EXTRAIT:
========

Le même document précise : "les eaux de ruissellement s’écoulent pour partie en surface et empruntent en particulier les rues. Elles transportent de nombreux macro-déchets et sont parfois d’une forte turbidité, jusqu’à constituer des laves torrentielles. Une part chemine dans le sous-sol (zone dite non saturée, tranchées et conduites, voire métro). Elles se stockent et se déstockent, en situation de fortes pluies, non seulement dans le sol, mais aussi en surface (zones inondées) et dans le sous-sol (parkings, caves)."


Figure 2 : eau pluviale ? eau de ruissellement ? eaux ruisselantes et débordantes ? ; Crédit photo : Patrick Savary.

Pour éviter la confusion avec une définition stricte et physique du ruissellement, Bachoc et al. (2022) ont proposé de substituer à ce terme "d’eaux de ruissellement" l’expression plus satisfaisante "d'eaux ruisselantes et débordantes" (figure 2).

Éléments complémentaires d'approche phénoménologique

Eau pluviale et pollution des eaux pluviale

Pour clarifier les terme de pollution des eaux pluviales, pollution des eaux de ruissellement et caractériser ce que peut recouvrir celui de pollution des rejets urbains de temps de pluie, il est nécessaire de dépasser le cadre réglementaire pour raisonner uniquement sur les processus.

Comme indiqué plus haut, les eaux provenant des précipitations reçues par la ville passent en effet par plusieurs étapes et peuvent suivre différents cheminements.

Il y a d’abord l’eau de pluie qui provient de l’atmosphère et qui, lorsqu’elle atteint les toits ou le sol, s’est chargée en polluants au contact des aérosols ou parce que les gouttes de pluie ont dissous des molécules gazeuses. Quelle que soit sa destination finale (dispositif dédié dans le cas d'une eau pluviale au sens strict, ou autre exutoire), sa qualité va progressivement se modifier.

En ruisselant sur le sol, quelle que soit sa destination, elle va lessiver et éroder les surfaces urbaines et ainsi va progressivement se charger en nouveaux polluants qui vont être transportés sous forme dissoute et/ou particulaire (voir Pollution des eaux pluviales (HU)). La charge en polluants des eaux qui s'écoulent sur le sol sera donc différente de celle de l’eau de pluie et sera d'autant plus importante que le trajet qu'elle aura parcourue en surface lui aura permis de se contaminer.

Si les eaux de ruissellement sont directement rejetées au milieu naturel (milieu de surface, eaux souterraines, voire atmosphère pour la partie qui s'évapore), les eaux pluviales sont, pour leur part, recueillies par un dispositif de collecte constitué tout d’abord par un réseau de surface de fossés et de caniveaux, puis dans un réseau souterrain de conduites. Déjà contaminée par les polluants présents sur les surfaces urbaines l'eau va continuer à l'être par les dépôts qui se sont constitués dans les différents ouvrages pendant la période sèche précédente. Sa qualité va donc continuer à se dégrader au fur et à mesure qu’elle va progresser dans le réseau.

========

OBJECTIF:
D'après l'extrait, quelle expression Bachoc et al. (2022) ont-ils proposée pour remplacer « eaux de ruissellement », s'il vous plaît ?

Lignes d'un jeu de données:
========

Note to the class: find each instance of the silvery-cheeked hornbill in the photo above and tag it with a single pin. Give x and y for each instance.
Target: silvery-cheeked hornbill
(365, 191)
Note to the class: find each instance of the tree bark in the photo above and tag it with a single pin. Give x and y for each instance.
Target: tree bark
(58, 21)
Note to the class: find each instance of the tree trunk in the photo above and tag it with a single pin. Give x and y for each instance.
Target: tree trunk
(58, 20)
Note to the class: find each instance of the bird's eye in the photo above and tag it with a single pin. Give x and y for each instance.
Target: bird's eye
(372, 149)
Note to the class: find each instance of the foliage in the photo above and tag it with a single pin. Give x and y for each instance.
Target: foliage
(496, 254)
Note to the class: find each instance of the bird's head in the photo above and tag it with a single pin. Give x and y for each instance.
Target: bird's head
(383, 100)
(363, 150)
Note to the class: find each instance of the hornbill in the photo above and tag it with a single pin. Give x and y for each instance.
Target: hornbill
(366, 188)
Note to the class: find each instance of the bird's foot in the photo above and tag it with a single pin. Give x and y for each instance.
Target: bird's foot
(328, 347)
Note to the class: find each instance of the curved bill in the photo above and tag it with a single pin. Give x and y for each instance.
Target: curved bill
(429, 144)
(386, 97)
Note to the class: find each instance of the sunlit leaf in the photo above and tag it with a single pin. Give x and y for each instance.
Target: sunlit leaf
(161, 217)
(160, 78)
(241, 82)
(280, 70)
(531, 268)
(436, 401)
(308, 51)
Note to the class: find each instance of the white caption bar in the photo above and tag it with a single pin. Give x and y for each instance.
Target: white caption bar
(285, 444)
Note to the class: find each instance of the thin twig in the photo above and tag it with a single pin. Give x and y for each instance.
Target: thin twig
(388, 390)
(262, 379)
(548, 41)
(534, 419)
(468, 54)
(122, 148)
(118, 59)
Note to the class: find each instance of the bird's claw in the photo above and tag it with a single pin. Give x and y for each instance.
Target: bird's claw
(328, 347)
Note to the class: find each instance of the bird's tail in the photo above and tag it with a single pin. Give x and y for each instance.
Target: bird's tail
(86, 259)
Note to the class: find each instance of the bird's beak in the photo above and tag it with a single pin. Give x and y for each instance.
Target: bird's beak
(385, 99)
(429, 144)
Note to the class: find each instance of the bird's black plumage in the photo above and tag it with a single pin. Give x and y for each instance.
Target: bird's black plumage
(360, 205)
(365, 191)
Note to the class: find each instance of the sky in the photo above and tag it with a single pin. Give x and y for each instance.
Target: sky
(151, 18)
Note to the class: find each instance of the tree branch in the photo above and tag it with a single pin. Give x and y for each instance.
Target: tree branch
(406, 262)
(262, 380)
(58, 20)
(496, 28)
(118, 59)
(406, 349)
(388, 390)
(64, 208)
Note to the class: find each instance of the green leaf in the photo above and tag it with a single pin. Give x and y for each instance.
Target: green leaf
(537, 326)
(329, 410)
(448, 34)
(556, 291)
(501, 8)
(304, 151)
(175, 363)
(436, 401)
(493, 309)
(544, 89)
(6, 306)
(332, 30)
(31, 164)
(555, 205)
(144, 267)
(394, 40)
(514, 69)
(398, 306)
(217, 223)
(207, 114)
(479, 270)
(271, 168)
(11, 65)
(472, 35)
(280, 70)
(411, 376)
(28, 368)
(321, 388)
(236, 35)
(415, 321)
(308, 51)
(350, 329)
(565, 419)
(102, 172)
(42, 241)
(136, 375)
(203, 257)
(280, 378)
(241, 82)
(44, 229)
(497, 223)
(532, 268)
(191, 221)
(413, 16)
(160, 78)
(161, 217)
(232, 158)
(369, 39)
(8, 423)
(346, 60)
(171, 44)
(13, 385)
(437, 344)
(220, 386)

========

CORRIGÉ:
L'expression « eaux ruisselantes et débordantes ».